**** TEXTE À LIRE
8) Par décision du 17 août 2018, adressée uniquement à M. A______, le PCTN a rejeté la demande de reconsidération et, statuant à nouveau, a rendu une nouvelle décision.

Le refus de procéder au versement de CHF 53'000.- était confirmé. En effet, l'intéressé n'avait pas payé personnellement ce montant, il n'avait hérité que du permis de service public et n'était ainsi pas titulaire du droit invoqué. Dans la mesure où la LTVTC ne prévoyait aucune exception à l'art. 46 al. 3 LTVTC pour les permis de service public obtenus par dévolution successorale, sa demande ne pouvait qu'être refusée, faute de remplir les conditions de ladite disposition.

9) Par acte mis à la poste le 14 septembre 2018, MM. A______ et son frère B______ ont interjeté recours auprès de la chambre administrative de la Cour de justice (ci-après : la chambre administrative) contre la décision précitée, concluant à son annulation et à ce que le PCTN soit reconnu débiteur de la somme de CHF 53'000.- à titre de créance compensatoire à la taxe unique et à ce que leur soit accordée une indemnité équitable pour leurs frais de procédure. Subsidiairement, la cause devait être renvoyée pour nouvelle décision au sens des considérants.

À la mort de leur père, ils étaient devenus potentiellement titulaires de la créance compensatoire due à celui-ci, notamment sur la base des art. 22 al. 3 et 24 al. 2 aLTaxis, sous réserve de l'annulation du permis de service public GE 1______. L'entrée en vigueur de la LTVTC n'avait pas pour effet d'éteindre une créance d'ores et déjà née sous la législation abrogée. L'art. 46 al. 3 LTVTC prescrivait que tout exploitant de taxi ayant payé une taxe unique pour obtenir un permis de service public au sens de l'aLTaxis avait le droit de percevoir un montant compensatoire égal, en valeur nominale, au montant de la taxe unique qu'il avait effectivement payée, déduction faite des éventuels remboursements partiels déjà effectués. En invoquant l'absence d'exception prévue par l'art. 46 al. 3 LTVTC, le PCTN oubliait que la dévolution successorale était régie par le principe de l'universalité de la succession, selon lequel l'ensemble des droits et obligations transmissibles à cause de mort passait aux héritiers du de cujus dès l'ouverture de la succession. Ainsi, le montant compensatoire était dû à ses héritiers. L'art. 46 al. 3 LTVTC était donc applicable aux recourants. Exclure l'application de ces dispositions en leur faveur au motif que leur père aurait payé la taxe unique constituait une violation de la force dérogatoire du droit fédéral, particulièrement choquante car elle revenait à les priver de l'essentiel de la succession de leur père.
********
**CONSIGNE 1:**
Les affirmations (a), (b) et (c) concordent-elles avec le texte sur la créance compensatoire ? Répondez à chacune par oui ou par non, en citant textuellement les mots du texte qui tranchent.

(a) Le recours a été mis à la poste le 14 septembre 2018.
(b) Selon le PCTN, l'intéressé avait payé lui-même le montant de CHF 53'000.-.
(c) Selon les recourants, l'entrée en vigueur de la LTVTC a éteint la créance née sous l'ancienne législation.
Le texte et les enregistrements n'ont aucun lien entre eux.
**** MATÉRIEL FOURNI
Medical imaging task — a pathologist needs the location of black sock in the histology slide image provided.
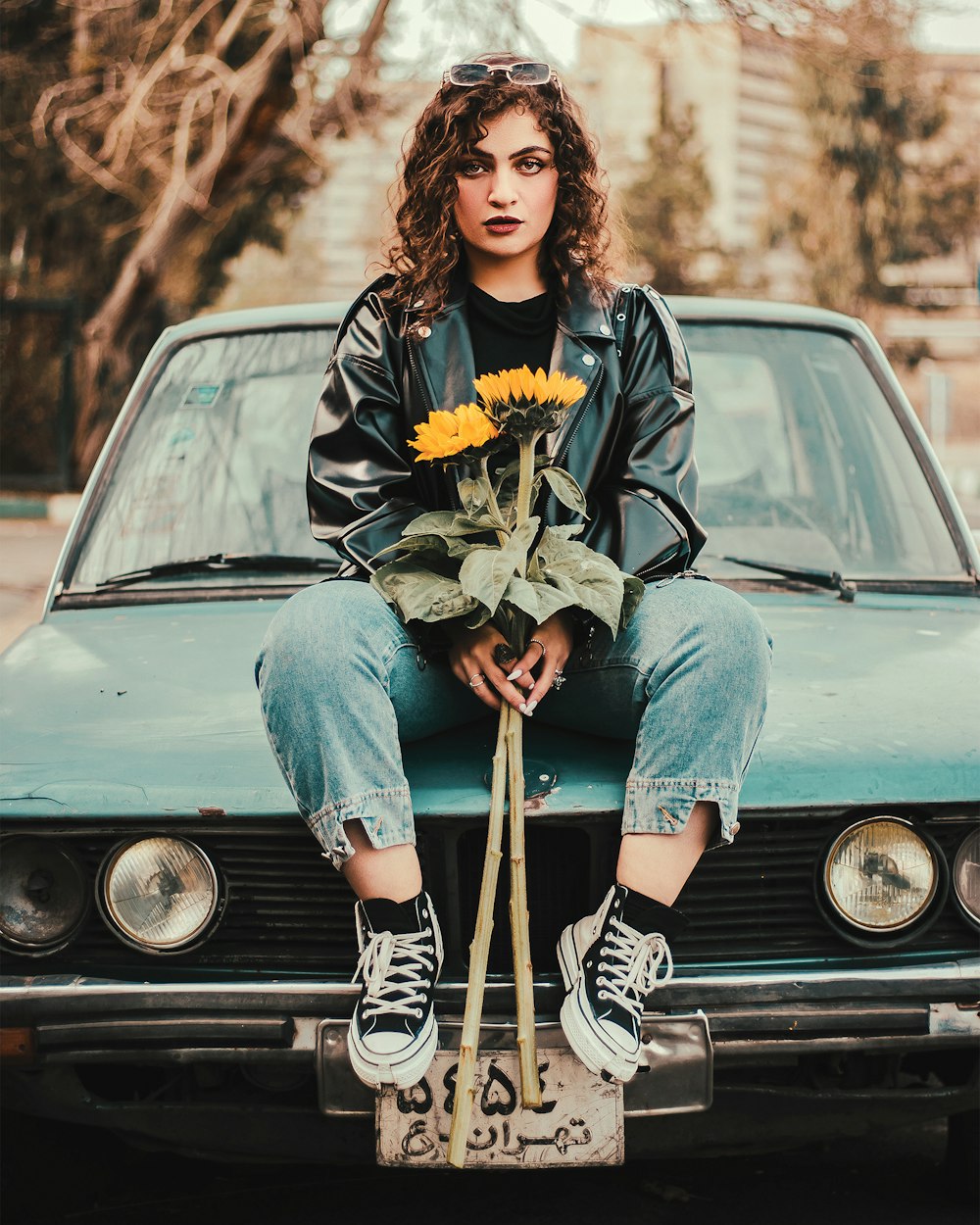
[620,885,690,944]
[362,895,421,935]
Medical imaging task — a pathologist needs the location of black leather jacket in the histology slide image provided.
[307,267,705,578]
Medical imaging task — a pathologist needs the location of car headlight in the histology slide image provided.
[823,817,940,932]
[0,834,89,955]
[101,837,219,954]
[954,829,980,922]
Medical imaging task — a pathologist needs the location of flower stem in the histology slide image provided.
[446,702,510,1170]
[508,436,542,1106]
[508,701,542,1106]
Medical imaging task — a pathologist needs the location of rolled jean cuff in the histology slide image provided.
[622,777,739,851]
[304,787,416,871]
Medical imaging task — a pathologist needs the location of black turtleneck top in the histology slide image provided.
[466,284,558,377]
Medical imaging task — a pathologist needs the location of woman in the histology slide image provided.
[259,54,769,1087]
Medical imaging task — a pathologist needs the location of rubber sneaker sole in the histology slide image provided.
[558,924,640,1082]
[347,1015,439,1089]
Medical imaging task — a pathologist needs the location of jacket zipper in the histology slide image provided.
[543,366,606,519]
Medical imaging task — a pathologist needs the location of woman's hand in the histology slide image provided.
[450,612,572,715]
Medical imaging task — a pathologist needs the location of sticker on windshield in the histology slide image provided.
[181,383,224,405]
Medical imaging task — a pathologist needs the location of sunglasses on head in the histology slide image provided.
[442,62,562,89]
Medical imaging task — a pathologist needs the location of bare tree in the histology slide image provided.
[0,0,390,474]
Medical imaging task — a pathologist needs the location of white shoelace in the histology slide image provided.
[354,931,435,1017]
[596,915,674,1017]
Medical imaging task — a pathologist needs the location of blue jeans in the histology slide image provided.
[256,572,772,867]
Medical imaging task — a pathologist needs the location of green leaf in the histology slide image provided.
[537,528,625,637]
[371,535,451,560]
[460,515,540,615]
[402,511,496,538]
[371,559,476,621]
[503,574,574,625]
[456,476,490,515]
[542,468,588,518]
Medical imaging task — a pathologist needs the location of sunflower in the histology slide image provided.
[473,367,586,435]
[408,405,500,464]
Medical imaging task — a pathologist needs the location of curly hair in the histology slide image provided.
[385,53,615,315]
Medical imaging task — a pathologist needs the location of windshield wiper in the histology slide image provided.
[705,553,858,604]
[96,553,337,589]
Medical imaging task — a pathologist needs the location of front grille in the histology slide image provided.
[3,812,975,981]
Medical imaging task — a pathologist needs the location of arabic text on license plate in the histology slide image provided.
[376,1049,623,1166]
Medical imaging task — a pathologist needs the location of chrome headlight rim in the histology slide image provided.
[96,829,225,956]
[950,823,980,931]
[814,812,950,949]
[0,831,92,956]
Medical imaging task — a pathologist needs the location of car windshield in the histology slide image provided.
[72,328,336,588]
[69,322,963,591]
[684,323,963,581]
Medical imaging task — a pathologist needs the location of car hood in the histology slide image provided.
[0,592,980,817]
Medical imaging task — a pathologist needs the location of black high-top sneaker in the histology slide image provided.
[559,885,685,1081]
[347,891,442,1089]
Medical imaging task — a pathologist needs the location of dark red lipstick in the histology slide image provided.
[483,217,524,234]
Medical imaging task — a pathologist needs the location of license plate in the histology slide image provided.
[375,1048,623,1167]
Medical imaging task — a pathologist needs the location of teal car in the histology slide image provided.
[0,298,980,1165]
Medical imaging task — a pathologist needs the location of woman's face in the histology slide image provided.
[455,111,559,284]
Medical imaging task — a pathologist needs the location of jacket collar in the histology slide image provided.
[408,264,612,419]
[421,260,609,337]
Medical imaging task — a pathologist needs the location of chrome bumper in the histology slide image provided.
[0,958,980,1063]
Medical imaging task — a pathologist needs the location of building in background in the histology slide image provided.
[217,23,980,496]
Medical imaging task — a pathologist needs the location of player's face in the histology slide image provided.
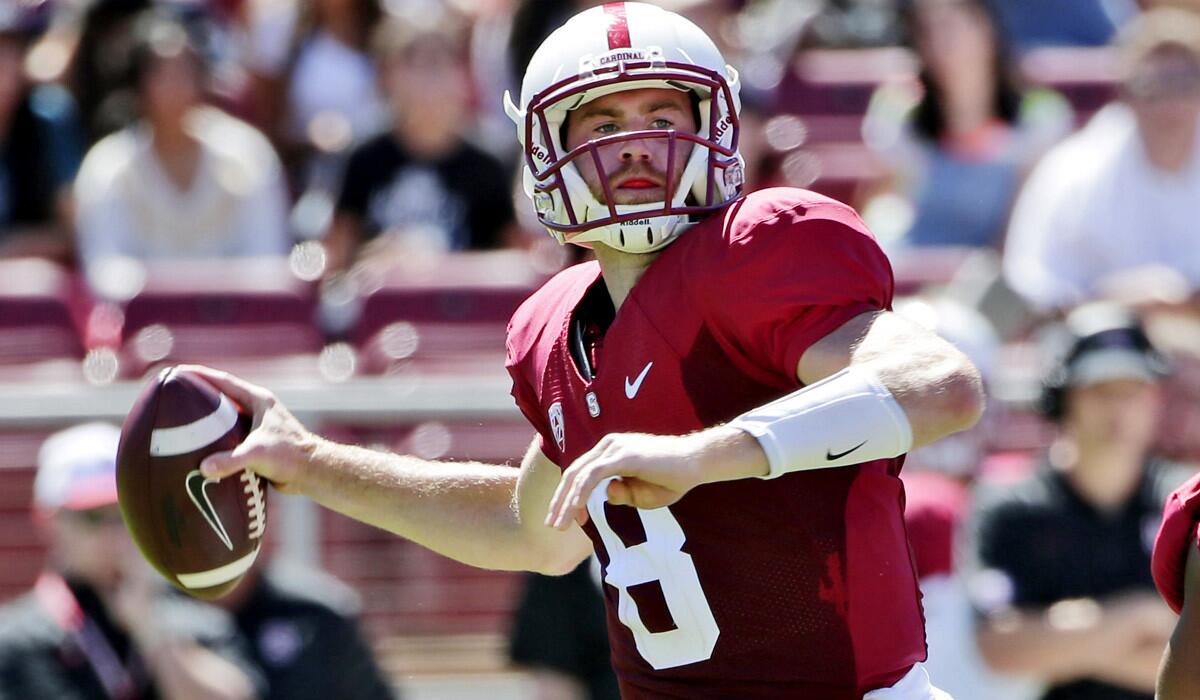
[1066,379,1160,450]
[564,88,697,204]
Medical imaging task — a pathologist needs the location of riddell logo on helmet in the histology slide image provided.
[715,116,732,140]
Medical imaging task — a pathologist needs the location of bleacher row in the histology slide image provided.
[768,47,1117,204]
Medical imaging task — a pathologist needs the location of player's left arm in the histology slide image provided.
[546,311,984,528]
[1156,542,1200,700]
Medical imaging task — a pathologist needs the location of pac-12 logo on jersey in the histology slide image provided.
[550,401,566,451]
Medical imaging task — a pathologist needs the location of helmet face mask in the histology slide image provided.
[505,2,743,253]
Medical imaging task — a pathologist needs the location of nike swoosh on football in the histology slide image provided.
[826,439,866,462]
[184,469,233,551]
[625,361,654,399]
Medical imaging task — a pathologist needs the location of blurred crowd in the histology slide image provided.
[0,0,1200,700]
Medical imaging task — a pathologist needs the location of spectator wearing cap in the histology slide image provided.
[967,305,1186,700]
[0,0,83,262]
[0,424,262,700]
[1003,8,1200,312]
[74,11,290,298]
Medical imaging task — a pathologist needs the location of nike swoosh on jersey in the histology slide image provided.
[826,439,866,462]
[625,361,654,399]
[185,469,233,551]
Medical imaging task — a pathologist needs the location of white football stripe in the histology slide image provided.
[176,548,258,588]
[150,394,238,457]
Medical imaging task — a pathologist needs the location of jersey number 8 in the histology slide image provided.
[588,479,720,670]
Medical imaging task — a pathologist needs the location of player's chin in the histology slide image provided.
[612,187,666,204]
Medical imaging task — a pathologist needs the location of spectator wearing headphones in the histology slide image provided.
[968,305,1184,700]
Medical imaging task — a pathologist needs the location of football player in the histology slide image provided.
[197,2,983,700]
[1151,474,1200,700]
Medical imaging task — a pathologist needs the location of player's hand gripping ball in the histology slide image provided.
[116,367,266,598]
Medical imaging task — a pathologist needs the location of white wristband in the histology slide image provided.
[730,366,912,479]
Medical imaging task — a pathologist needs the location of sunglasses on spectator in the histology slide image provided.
[1124,66,1200,101]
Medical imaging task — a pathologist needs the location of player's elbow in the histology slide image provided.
[530,551,587,576]
[940,358,985,435]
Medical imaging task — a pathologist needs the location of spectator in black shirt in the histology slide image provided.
[0,424,262,700]
[220,561,397,700]
[325,17,517,270]
[968,306,1186,700]
[509,557,620,700]
[0,1,83,262]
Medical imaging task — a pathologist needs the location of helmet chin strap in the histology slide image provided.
[566,214,691,253]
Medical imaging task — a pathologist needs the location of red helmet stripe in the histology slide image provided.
[604,2,632,50]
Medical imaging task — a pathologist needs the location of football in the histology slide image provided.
[116,367,266,599]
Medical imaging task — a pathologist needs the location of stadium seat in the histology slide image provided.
[112,261,324,377]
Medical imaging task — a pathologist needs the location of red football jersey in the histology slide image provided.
[904,472,971,579]
[1150,474,1200,612]
[508,189,925,700]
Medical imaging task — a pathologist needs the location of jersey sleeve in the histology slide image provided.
[1150,474,1200,612]
[692,203,893,384]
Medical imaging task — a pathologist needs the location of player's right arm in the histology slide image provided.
[187,366,592,574]
[1156,542,1200,700]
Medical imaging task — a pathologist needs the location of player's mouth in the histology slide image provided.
[617,178,662,190]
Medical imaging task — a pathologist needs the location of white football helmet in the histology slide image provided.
[504,2,744,253]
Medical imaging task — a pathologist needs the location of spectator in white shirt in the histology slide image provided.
[74,14,289,295]
[1004,10,1200,312]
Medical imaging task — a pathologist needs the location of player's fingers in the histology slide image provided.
[605,479,634,505]
[179,365,274,414]
[200,451,245,479]
[563,460,620,520]
[546,465,577,527]
[546,461,581,530]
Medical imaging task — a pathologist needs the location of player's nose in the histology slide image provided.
[620,138,652,163]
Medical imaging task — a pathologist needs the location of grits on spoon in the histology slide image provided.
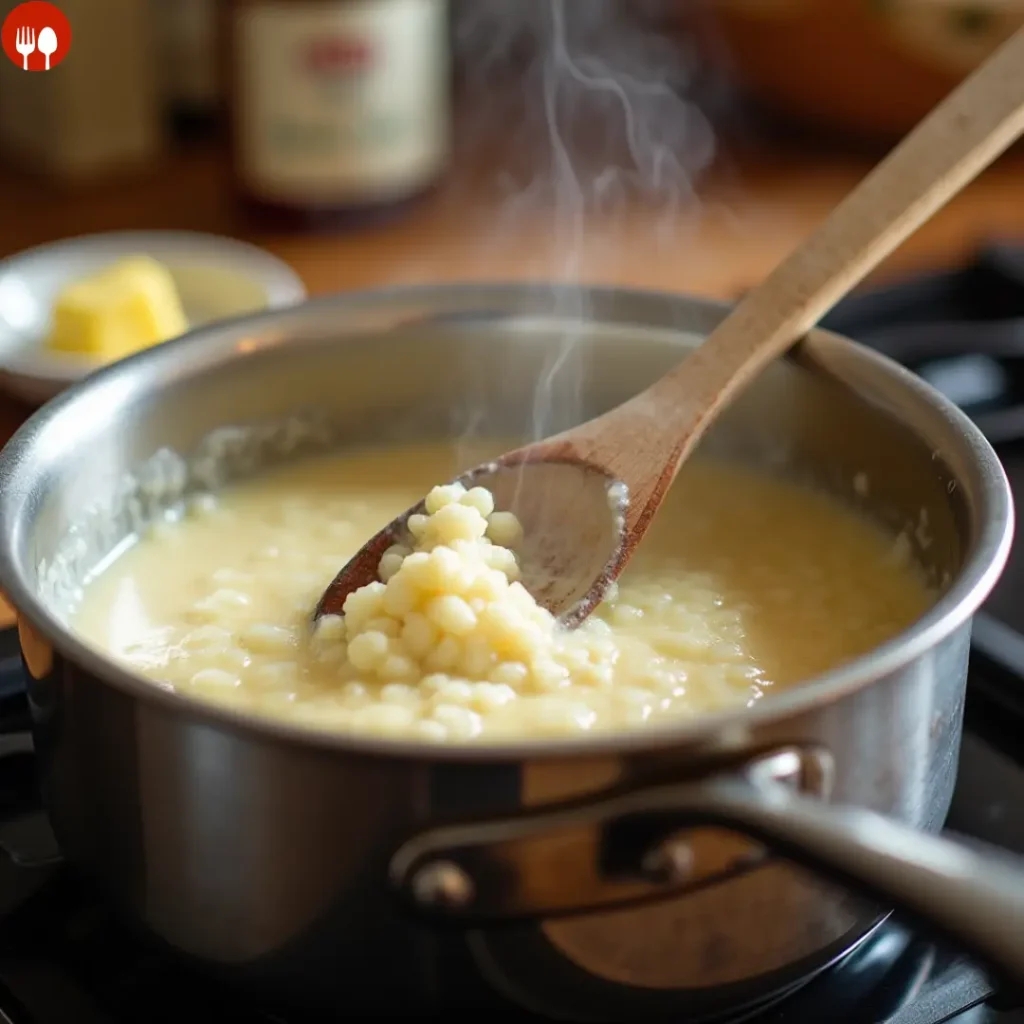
********
**CONSIGNE 2:** Sélectionnez toutes les lignes des enregistrements où figure la chaîne « stripe ».

**CORRIGÉ 1:**
(a) Oui : « Par acte mis à la poste le 14 septembre 2018 ».
(b) Non : « l'intéressé n'avait pas payé personnellement ce montant ».
(c) Non : « L'entrée en vigueur de la LTVTC n'avait pas pour effet d'éteindre une créance d'ores et déjà née sous la législation abrogée ».

**CORRIGÉ 2:**
Medical imaging task — a pathologist needs the location of white football stripe in the histology slide image provided.
Medical imaging task — a pathologist needs the location of red helmet stripe in the histology slide image provided.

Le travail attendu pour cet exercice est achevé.